# Extrait de page:
=====

Abus de biens sociaux : l’erreur sur le droit ne protège pas le dirigeant assisté
Par Maître Tom Bonnifay — Vouland Avocats, Marseille
Cass. crim., 12 juin 2025, n° 23-83.013, F–D (cassation partielle, CA Besançon, 20 avr. 2023)
Même bien entouré, un dirigeant ne peut pas plaider l’ignorance du droit.
C’est la leçon ferme mais claire d’un arrêt du 12 juin 2025, où la chambre criminelle rappelle que l’erreur sur le droit (art. 122-3 C. pén.) ne peut être invoquée par un gérant assisté d’avocats et de notaires expérimentés.
L’affaire illustre un principe simple : lorsqu’un chef d’entreprise choisit d’agir contre la structure qu’il dirige, même sur conseil, il en assume la responsabilité pénale.
L’affaire : un schéma de paiement inversé
Le gérant de la société A vend ses parts à la société B pour 1,186 million d’euros.
L’accord prévoit un acompte de 86 000 €, le solde devant être payé après la vente d’un immeuble appartenant à la société A, dont le prix devait remonter en dividendes à la société B avant d’être reversé au gérant.
Mais, sans attendre la distribution, les sociétés A et B décident de contourner le montage : lors de la vente du bien, le notaire verse directement 778 953 € au gérant, en règlement du prix de ses actions.
Autrement dit : la société A paie son propre dirigeant avec son propre argent.
Les poursuites pour abus de biens sociaux s’imposent :
- l’acte est contraire à l’intérêt de la société,
- il favorise personnellement le gérant,
- il est accompli en connaissance de cause.
Le moyen de défense : « je me suis fié à mes conseils »
En cassation, le dirigeant invoque l’article 122-3 du Code pénal, arguant qu’il ignorait l’illicéité du montage et s’était fié aux avis de ses conseils (avocats et notaires).
La Cour rejette.
« Le gérant, assisté de professionnels aguerris, ne saurait invoquer l’erreur de droit », tranche la chambre criminelle (§ 12).
La motivation est limpide :
- le gérant a délibérément modifié le bénéficiaire du chèque émis par le notaire,
- il a demandé l’accord du gérant de la société B pour recevoir directement le prix de cession,
- il a donc agi en connaissance de cause, avec intention de se favoriser.
La leçon : la bonne foi ne se délègue pas
L’arrêt prolonge une jurisprudence constante :
- Le conseil erroné d’un avocat n’exonère pas le client (Crim., 2013, « Caisse des dépôts »).

=====

# Énoncé 1:
D'après l'article sur l'abus de biens sociaux, quelle somme le notaire a-t-il versée directement au gérant lors de la vente du bien ?
# Énoncé 2:
Pour chacune des affirmations suivantes, indiquez si elle concorde avec l'article sur l'abus de biens sociaux, en citant les mots décisifs du texte. (a) L'accord prévoyait un acompte de 86 000 €. (b) La chambre criminelle a admis l'erreur sur le droit invoquée par le gérant. (c) La société B a cédé ses parts à la société A.
# Énoncé 3:
Reproduisez fidèlement le passage de l'article sur l'abus de biens sociaux qui va de « C’est la leçon » jusqu'à « de notaires expérimentés. » inclus.

# Lignes présentées:

=====

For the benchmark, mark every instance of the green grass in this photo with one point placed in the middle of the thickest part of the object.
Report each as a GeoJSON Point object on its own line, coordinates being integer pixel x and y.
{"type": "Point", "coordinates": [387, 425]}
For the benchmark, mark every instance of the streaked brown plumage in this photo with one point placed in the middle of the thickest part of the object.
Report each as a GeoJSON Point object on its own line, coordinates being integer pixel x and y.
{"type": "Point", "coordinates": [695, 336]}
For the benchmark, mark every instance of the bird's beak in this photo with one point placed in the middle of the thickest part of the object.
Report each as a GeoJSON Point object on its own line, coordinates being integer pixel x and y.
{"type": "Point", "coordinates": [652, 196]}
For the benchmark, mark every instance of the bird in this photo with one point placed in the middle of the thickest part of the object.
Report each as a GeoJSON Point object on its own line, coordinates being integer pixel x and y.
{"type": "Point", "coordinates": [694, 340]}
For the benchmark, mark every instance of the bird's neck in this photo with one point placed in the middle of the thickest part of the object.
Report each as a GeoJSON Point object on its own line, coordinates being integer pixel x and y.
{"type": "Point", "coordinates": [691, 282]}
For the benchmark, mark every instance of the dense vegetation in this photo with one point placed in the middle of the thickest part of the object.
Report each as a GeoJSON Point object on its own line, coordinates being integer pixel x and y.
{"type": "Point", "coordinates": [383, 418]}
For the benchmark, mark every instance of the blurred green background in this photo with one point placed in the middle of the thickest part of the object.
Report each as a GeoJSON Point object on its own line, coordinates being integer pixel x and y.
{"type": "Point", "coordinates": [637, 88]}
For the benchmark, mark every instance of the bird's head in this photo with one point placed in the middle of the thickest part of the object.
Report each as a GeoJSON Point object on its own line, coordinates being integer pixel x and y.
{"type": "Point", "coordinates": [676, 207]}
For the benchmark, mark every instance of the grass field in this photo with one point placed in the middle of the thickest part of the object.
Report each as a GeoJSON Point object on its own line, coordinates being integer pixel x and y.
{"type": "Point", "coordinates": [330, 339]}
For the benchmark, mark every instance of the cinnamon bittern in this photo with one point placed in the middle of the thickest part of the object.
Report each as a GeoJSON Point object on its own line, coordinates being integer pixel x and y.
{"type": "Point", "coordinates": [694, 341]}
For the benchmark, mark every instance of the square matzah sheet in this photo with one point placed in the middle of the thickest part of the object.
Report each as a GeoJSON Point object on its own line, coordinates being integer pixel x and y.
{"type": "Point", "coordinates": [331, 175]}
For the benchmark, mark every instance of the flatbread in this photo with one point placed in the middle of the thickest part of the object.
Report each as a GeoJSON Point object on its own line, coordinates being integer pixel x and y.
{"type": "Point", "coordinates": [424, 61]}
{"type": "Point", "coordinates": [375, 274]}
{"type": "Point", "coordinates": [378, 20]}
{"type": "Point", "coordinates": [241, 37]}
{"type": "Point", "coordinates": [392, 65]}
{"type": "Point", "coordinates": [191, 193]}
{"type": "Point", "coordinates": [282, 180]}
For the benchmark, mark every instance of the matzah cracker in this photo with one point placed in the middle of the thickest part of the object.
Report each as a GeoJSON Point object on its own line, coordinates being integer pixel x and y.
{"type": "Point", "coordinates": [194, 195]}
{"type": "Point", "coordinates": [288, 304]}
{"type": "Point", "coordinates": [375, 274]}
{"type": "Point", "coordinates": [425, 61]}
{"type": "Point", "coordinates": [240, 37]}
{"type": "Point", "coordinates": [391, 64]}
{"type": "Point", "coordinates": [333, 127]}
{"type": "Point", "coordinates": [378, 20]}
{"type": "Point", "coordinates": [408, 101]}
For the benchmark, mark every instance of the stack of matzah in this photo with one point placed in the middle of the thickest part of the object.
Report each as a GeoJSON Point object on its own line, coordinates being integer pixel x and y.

=====

# Réponse attendue 1:
778 953 €.

# Réponse attendue 2:
(a) Oui : « L’accord prévoit un acompte de 86 000 € ».
(b) Non : « La Cour rejette. »
(c) Non : « Le gérant de la société A vend ses parts à la société B pour 1,186 million d’euros. »

# Réponse attendue 3:
C’est la leçon ferme mais claire d’un arrêt du 12 juin 2025, où la chambre criminelle rappelle que l’erreur sur le droit (art. 122-3 C. pén.) ne peut être invoquée par un gérant assisté d’avocats et de notaires expérimentés.